• **Work required**: Write out each record again exactly as it stands.
● ● ● ● ● ● ●
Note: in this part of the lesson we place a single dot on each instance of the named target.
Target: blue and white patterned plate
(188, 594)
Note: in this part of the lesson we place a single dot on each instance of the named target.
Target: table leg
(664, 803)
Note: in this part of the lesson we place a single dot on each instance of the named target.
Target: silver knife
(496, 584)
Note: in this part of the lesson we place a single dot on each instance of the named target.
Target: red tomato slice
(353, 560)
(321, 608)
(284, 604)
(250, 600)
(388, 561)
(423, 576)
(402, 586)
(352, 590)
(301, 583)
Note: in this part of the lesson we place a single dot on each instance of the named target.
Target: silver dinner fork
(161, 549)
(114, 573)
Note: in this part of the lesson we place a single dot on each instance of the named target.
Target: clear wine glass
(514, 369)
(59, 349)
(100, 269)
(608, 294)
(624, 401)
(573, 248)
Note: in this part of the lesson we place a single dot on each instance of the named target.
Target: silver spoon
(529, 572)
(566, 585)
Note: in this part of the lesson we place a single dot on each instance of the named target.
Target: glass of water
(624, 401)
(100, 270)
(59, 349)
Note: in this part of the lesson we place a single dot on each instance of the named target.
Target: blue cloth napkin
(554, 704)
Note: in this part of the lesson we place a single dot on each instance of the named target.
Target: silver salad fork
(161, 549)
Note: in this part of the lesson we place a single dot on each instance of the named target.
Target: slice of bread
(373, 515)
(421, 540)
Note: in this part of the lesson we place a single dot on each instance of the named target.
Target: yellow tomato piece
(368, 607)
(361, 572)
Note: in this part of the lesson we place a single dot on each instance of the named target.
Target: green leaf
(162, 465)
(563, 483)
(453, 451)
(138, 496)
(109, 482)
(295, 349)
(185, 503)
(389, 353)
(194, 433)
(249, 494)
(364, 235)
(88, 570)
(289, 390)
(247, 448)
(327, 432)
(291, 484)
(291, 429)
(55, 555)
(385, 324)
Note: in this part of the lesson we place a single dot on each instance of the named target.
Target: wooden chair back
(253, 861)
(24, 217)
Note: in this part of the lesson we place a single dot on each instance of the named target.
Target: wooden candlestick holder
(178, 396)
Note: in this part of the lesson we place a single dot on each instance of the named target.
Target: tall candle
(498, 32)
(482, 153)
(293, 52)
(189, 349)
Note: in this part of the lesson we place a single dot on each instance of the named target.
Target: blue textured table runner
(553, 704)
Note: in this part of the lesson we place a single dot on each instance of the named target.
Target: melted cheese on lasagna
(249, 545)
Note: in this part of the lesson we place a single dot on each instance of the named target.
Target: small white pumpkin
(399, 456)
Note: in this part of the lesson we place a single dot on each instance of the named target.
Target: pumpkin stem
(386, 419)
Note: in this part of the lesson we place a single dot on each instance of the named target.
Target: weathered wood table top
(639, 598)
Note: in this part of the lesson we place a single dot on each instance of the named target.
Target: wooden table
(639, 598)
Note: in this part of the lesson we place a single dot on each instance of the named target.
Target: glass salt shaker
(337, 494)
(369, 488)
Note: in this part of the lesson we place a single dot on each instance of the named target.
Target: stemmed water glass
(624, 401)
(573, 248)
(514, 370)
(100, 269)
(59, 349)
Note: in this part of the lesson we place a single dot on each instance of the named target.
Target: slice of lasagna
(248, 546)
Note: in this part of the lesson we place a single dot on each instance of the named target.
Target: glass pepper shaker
● ● ● ● ● ● ●
• **Answer for this exercise**:
Note: in this part of the lesson we place a single dot on each instance of the named target.
Target: blue and white patterned plate
(188, 594)
Note: in this part of the lesson we place a single dot on each instance of the named target.
Target: table leg
(664, 803)
Note: in this part of the lesson we place a single dot on each instance of the named target.
Target: silver knife
(496, 584)
Note: in this part of the lesson we place a single dot on each instance of the named target.
Target: red tomato slice
(353, 560)
(321, 608)
(284, 604)
(250, 600)
(388, 561)
(423, 576)
(402, 586)
(352, 590)
(301, 583)
Note: in this part of the lesson we place a single dot on each instance of the named target.
Target: silver dinner fork
(161, 549)
(114, 573)
Note: in this part of the lesson we place a single dot on each instance of the named target.
Target: clear wine glass
(514, 369)
(59, 349)
(100, 269)
(608, 294)
(624, 401)
(573, 248)
Note: in this part of the lesson we place a single dot on each instance of the named target.
Target: silver spoon
(529, 572)
(566, 585)
Note: in this part of the lesson we place a single dot on each instance of the named target.
Target: glass of water
(624, 401)
(100, 270)
(59, 349)
Note: in this part of the lesson we place a single dot on each instance of the named target.
Target: blue cloth napkin
(554, 704)
Note: in this part of the lesson we place a single dot on each instance of the named target.
Target: silver salad fork
(161, 549)
Note: in this part of the lesson we place a single dot on each instance of the named target.
Target: slice of bread
(373, 515)
(421, 540)
Note: in this part of the lesson we place a single dot on each instance of the named target.
Target: yellow tomato piece
(368, 607)
(361, 572)
Note: in this part of the lesson we place a single dot on each instance of the named target.
Target: green leaf
(162, 465)
(563, 483)
(453, 451)
(138, 496)
(109, 482)
(295, 349)
(185, 503)
(389, 353)
(194, 433)
(249, 494)
(364, 235)
(88, 570)
(289, 390)
(247, 448)
(327, 432)
(291, 484)
(291, 429)
(55, 555)
(385, 324)
Note: in this part of the lesson we place a single dot on each instance of the named target.
Target: wooden chair back
(253, 861)
(24, 217)
Note: in this part of the lesson we place a single dot on each instance of the named target.
Target: wooden candlestick holder
(178, 396)
Note: in this part of the lesson we place a single dot on each instance of the named target.
Target: tall candle
(498, 32)
(482, 153)
(293, 52)
(189, 349)
Note: in this part of the lesson we place a single dot on each instance of the named target.
Target: blue textured table runner
(553, 704)
Note: in this part of the lesson we place a single dot on each instance of the named target.
Target: melted cheese on lasagna
(249, 545)
Note: in this part of the lesson we place a single dot on each instance of the named target.
Target: small white pumpkin
(399, 456)
Note: in this part of the lesson we place a single dot on each instance of the named target.
Target: pumpkin stem
(386, 419)
Note: in this part of the lesson we place a single dot on each instance of the named target.
Target: weathered wood table top
(639, 598)
Note: in this part of the lesson we place a single dot on each instance of the named target.
Target: wooden table
(639, 598)
Note: in this part of the lesson we place a single dot on each instance of the named target.
Target: glass salt shaker
(337, 494)
(369, 488)
Note: in this part of the lesson we place a single dot on each instance of the named target.
Target: stemmed water glass
(624, 401)
(573, 248)
(514, 370)
(100, 269)
(59, 349)
Note: in this part of the lesson we place a single dot on each instance of the named target.
Target: slice of lasagna
(248, 546)
Note: in this part of the lesson we place a single dot on each instance of the named target.
Target: glass pepper shaker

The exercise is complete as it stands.